Compito da svolgere:
Secondo il testo sul primo discorso di Socrate, perché Socrate tiene il capo coperto per tutto il discorso?

Testo di partenza:
>>>>>

Primo discorso di Socrate Per Socrate il discorso di Lisia è avvincente ma sbagliato sotto due punti di vista: Uno CONCETTUALE e uno STRUTTURALE. Lisia nel suo discorso ha una visione distorta dell’amore; chi è preda dell’amore invece, non è inferiore a chi non lo è. Ma c’è altro che non convince Socrate, ovvero la struttura del discorso: sembra quasi che Lisia ripeta le stesse cose due o tre volte, come se facesse fatica nel tenere un discorso lungo su un tema unico. Lisia presenta come premessa quella che dovrebbe essere invece la conclusione, il suo è come un nuotare a ritroso. L'errore più evidente di Lisia stato quello di non dare una definizione dell'oggetto del discorso, cioè l'amore: a ciò provvede Socrate, che, rimanendo nel solco della concezione negativa che ha Lisia dell'amore, lo definisce col suo primo discorso. Dopo essere stato convinto da Fedro a pronunciare il suo discorso, Socrate inizia, con l ’intento di formulare meglio il discorso già fatto da Lisia. Userà gli stessi argomenti, ecco perché per tutto il discorso avrà il capo coperto per l’imbarazzo, perché è vergognoso per lui offendere in questo modo Eros. Come metodo Socrate non nuota a ritroso, ma parte dal principio, non dalle conclusioni, pone delle premesse per giungere alle conclusioni. Per fare un discorso corretto bisogna prima di tutto conoscere l'essenza dell'oggetto, qui l'essenza di Eros. Quando il desiderio irrazionale, trascinato al piacere della bellezza, prevale sulla rettitudine, allora prende il nome di eros (amore). Il Protagonista è un giovane fanciullo che ha attorno tanti innamorati. Uno tra questi innamorati convince il giovane del fatto che non l’amava, ma in realtà ne era affezionato non meno degli altri. Costui cercava di

convincerlo che bisognava concedersi a uno che non ama piuttosto che a un innamorato, e inizia a persuadere. Per arrivare al discorso di Eros e per definirlo, Socrate definisce la natura umana guidata da due principi: da un alto c’è l’epithymia, il desiderio che mira al piacere. Se esso domina si cade nella tracotanza, nella hybris. Dall’altro lato c’è la doxa, l’opinione, che ci porta all’ottimo attraverso la ragione, e se domina ci porta alla temperanza, la sophrosyne. Poi prosegue elencando i vantaggi e gli svantaggi, quali danni l’amante reca all’amato e quali danni ci sono alla fine del rapporto. A differenza di Lisia, che elenca gli svantaggi della relazione finita, Socrate sostiene che l’amante sia dannoso proprio durante la relazione. Ad ogni modo, Socrate divide gli svantaggi in quattro gruppi: • Danni alla persona che accetta l’innamorato: l’amante non può sopportare facilmente che il suo amato valga più di lui o gli sia pari e sempre cerca si foggiarselo inferiore a sé e più debole. Ecco che diviene geloso, impedisce all’amato di frequentare compagnie utili, attraverso le quali potrebbe divenire un vero uomo così per ciò che concerne l’intelligenza dell’amato, l’uomo innamorato non è in alcun modo utile né come guida, né come amico. • Danni ai suoi beni: Colui che ama è geloso di tutto quanto possa essere di ostacolo al possesso di chi è oggetto del suo amore (famigliari, amici, ricchezze (queste in quanto l’amante penserà che se l’amato è ricco non sia facile conquistarlo), moglie, figli) • Differenza di età, costrizione assillante e fastidiosa contribuiscono a rendere difficile il rapporto fra amante e amato. • Il mutamento di vita dell'innamorato quando non è più dominato da Eros, in lui torna il senno, diventa diverso, fugge e il giovane lo deve continuamente rincorrere. Quando cessa di amare l’amante mostrerà la sua infedeltà per tutto il tempo a venire. Il discorso è ora ripetuto a metà, manca la parte che riguarda i beni che si ottengono andando con il non innamorato, ma Socrate non lo vuole fare, i risultati sarebbero intollerabili, qui non si può più fare dell'ironia.

<<<<<

Dati raccolti:
>>>>>

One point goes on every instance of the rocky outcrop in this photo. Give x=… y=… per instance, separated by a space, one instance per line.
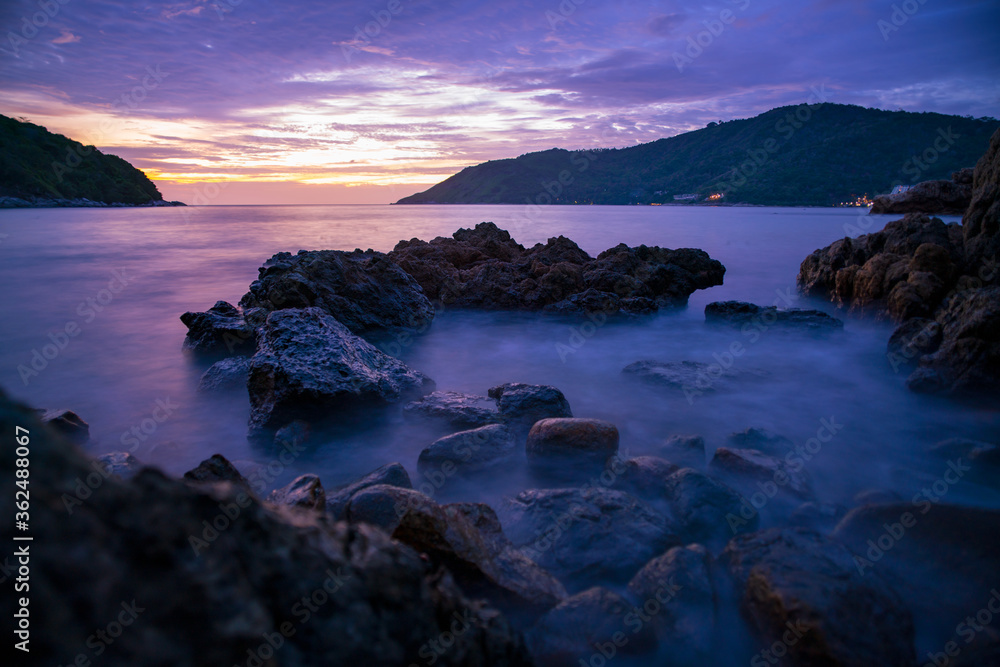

<<<<<

Soluzione del compito:
Per l'imbarazzo, perché per lui è vergognoso offendere Eros in quel modo.